What needs to be done: Exactly as they stand, copy the lines from the one containing "Could you please locate the pointed" to the final line of the data; leave out the pictures.

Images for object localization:
══════════
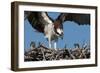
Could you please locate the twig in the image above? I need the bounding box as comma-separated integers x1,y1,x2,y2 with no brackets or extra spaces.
40,48,46,61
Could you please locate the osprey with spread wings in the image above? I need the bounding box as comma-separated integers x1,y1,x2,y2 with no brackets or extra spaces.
24,11,90,49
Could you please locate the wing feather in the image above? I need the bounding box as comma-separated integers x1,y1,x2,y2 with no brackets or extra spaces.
57,13,90,25
24,11,53,33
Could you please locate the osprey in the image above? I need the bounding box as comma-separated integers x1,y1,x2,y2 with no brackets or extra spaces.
25,11,90,50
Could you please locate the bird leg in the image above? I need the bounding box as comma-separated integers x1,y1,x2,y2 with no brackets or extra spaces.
48,37,51,49
54,42,57,50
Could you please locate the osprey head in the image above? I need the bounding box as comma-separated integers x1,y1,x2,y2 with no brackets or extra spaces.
54,20,63,38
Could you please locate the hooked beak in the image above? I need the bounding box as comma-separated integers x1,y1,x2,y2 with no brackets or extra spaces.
60,32,63,39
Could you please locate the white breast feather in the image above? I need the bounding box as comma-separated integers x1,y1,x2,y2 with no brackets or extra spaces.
44,24,54,38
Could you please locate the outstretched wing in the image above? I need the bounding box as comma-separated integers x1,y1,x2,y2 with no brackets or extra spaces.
25,11,53,33
57,13,90,25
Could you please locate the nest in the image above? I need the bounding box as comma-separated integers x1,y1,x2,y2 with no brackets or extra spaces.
24,44,90,61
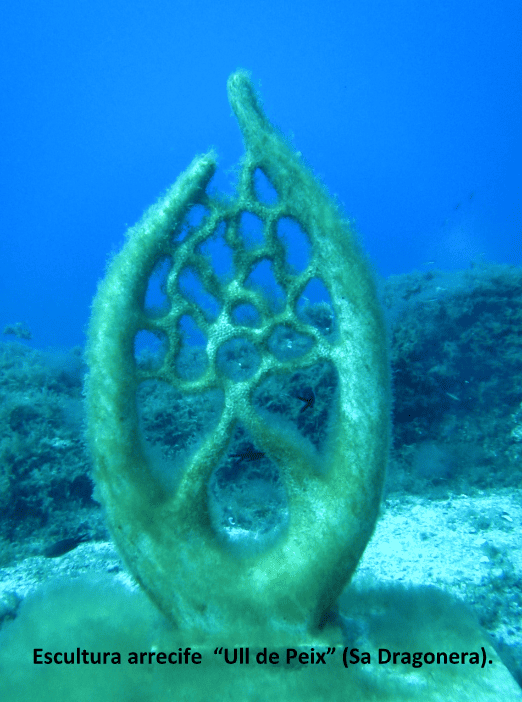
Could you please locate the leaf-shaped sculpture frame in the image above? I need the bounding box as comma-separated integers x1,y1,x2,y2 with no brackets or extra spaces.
85,71,390,641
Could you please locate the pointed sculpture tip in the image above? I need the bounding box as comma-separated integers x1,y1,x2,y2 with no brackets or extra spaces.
226,69,253,97
227,69,270,140
227,69,257,112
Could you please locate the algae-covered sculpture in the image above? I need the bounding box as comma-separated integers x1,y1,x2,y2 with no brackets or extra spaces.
86,70,390,636
85,72,521,700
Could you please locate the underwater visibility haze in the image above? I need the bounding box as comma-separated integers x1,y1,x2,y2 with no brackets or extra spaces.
0,1,521,699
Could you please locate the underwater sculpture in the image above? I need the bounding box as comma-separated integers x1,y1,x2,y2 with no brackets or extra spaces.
85,72,521,699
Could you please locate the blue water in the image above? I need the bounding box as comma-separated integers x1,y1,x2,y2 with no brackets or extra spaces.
2,0,521,349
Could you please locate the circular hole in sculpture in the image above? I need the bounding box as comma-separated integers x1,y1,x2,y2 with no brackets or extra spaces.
216,337,260,381
231,302,261,328
268,324,314,361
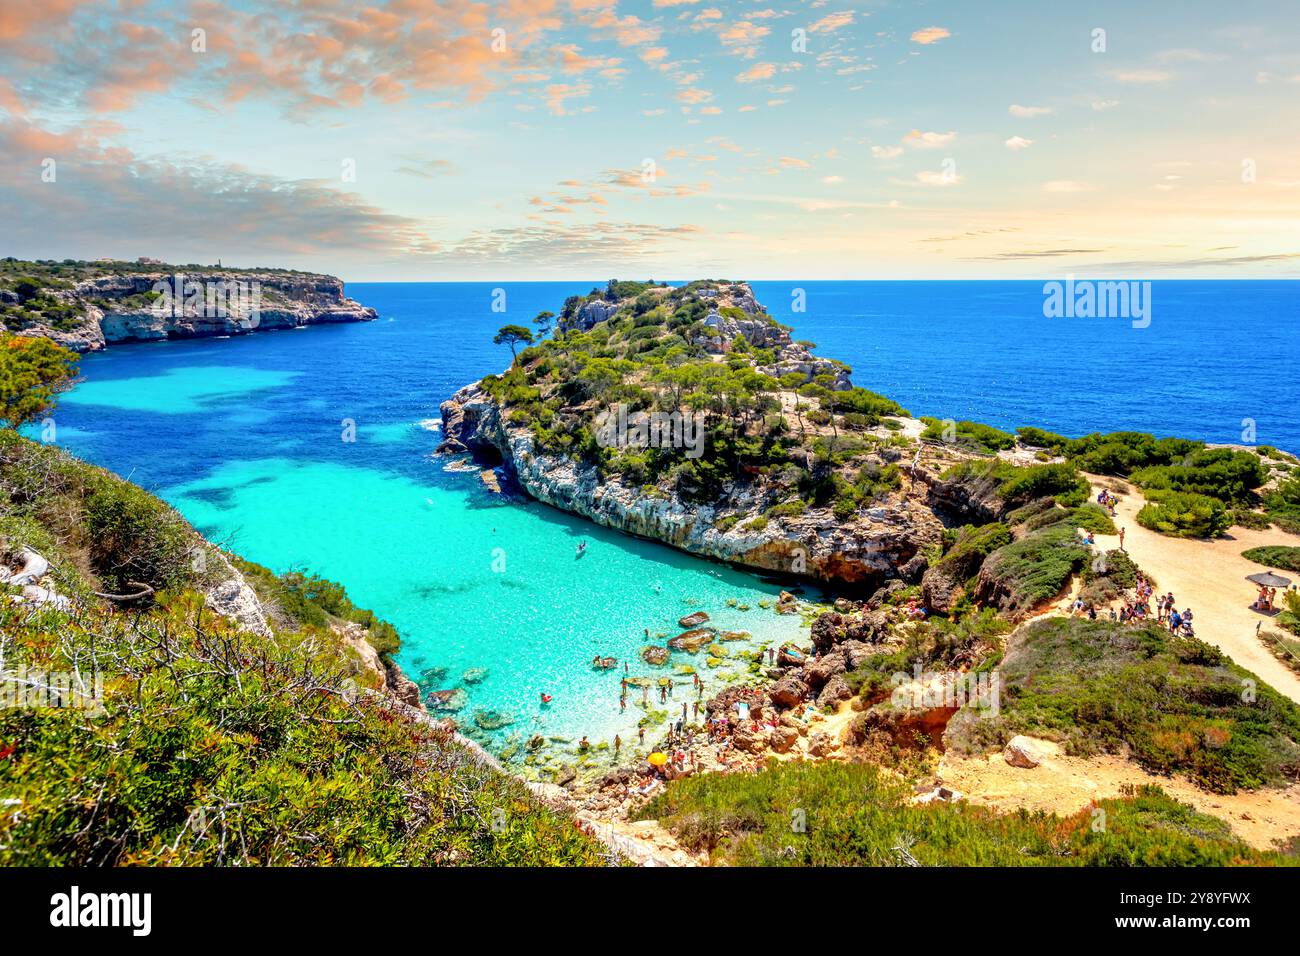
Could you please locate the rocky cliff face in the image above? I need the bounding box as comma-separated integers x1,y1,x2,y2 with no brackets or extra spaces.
7,269,375,352
438,379,941,588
══════════
Solution to the exercise:
Could you please locate the pointed sculpture tip in the image above? I need the bounding box as comma-separated integers x1,y1,x2,y2 with no brackets or extra spaces.
226,69,253,97
227,69,270,140
227,69,257,112
Could you please locate the algae-covered sculpture in the image above? I need the bounding box as comma-separated integers x1,y1,x2,y2 with no brackets or extra spaces.
86,70,390,636
85,72,521,700
Could you please locate the underwater visibility haze in the image above? I need the bounding box as comma-separated integers x1,y1,x2,y2 with no brackets or extra spaces.
0,1,521,699
Could you please locate the underwater sculpture in the image above? I need the bounding box as comma-separated integers x1,y1,x2,y2 with no brackets or extra spaces.
85,72,521,699
Could you please locate the blue water in the image above? I need the bounding box as comma-separated integers x1,y1,x2,y2 with no brackets or extra spaces.
2,0,521,349
Could you please locate the circular hole in sculpture in the image above? I need the bounding box as comma-separated integers x1,y1,x2,y2 with no brackets or extra spaces.
216,337,260,381
231,302,261,328
268,324,314,361
Could you please locate the rocky cliff face in the image above? I need the bounding box as comma-separated integers x1,y1,x2,y2 with no brackets or extra spaces.
7,269,375,352
438,379,941,588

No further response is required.